What to do
Each line of the data that mentions the string "clicks" needs to be identified and copied.
******************************
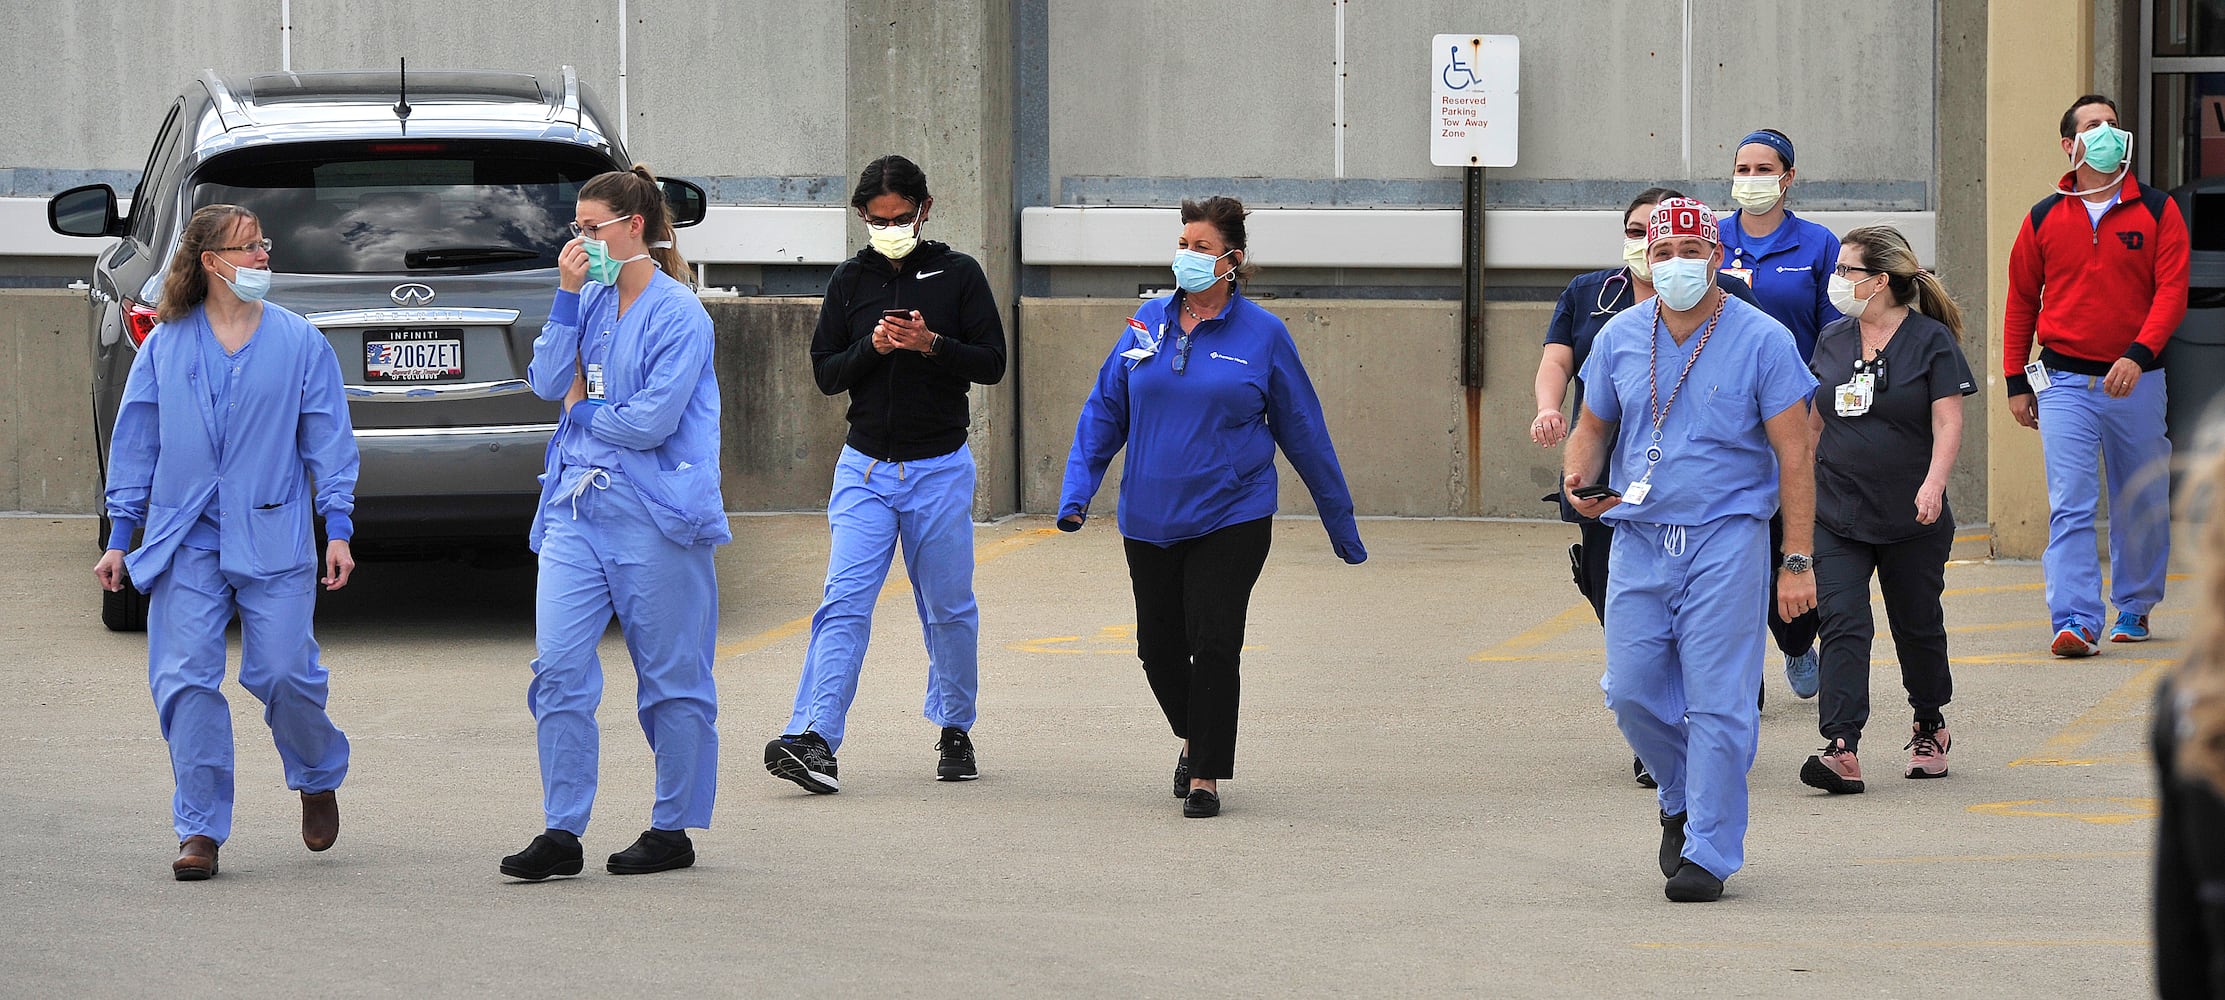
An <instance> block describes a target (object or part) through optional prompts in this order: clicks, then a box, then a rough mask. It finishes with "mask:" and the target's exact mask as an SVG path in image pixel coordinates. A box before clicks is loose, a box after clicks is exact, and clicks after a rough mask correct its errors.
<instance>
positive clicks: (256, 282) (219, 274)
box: [216, 258, 271, 303]
mask: <svg viewBox="0 0 2225 1000" xmlns="http://www.w3.org/2000/svg"><path fill="white" fill-rule="evenodd" d="M218 261H222V258H218ZM225 263H231V261H225ZM216 278H218V281H222V283H225V285H231V294H236V296H240V301H243V303H260V301H263V296H267V294H269V292H271V272H269V269H258V267H240V265H236V263H231V276H229V278H227V276H222V274H218V276H216Z"/></svg>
******************************
Output of the exercise
An <instance> block describes a target (object or part) through optional prompts in this order: clicks, then a box, then a rough mask. It finishes with "mask:" and the target's exact mask as an SVG path in image pixel coordinates. A box before clicks is loose, a box after clicks is exact, and clicks after a rough mask correct its errors.
positive clicks: (256, 282) (219, 274)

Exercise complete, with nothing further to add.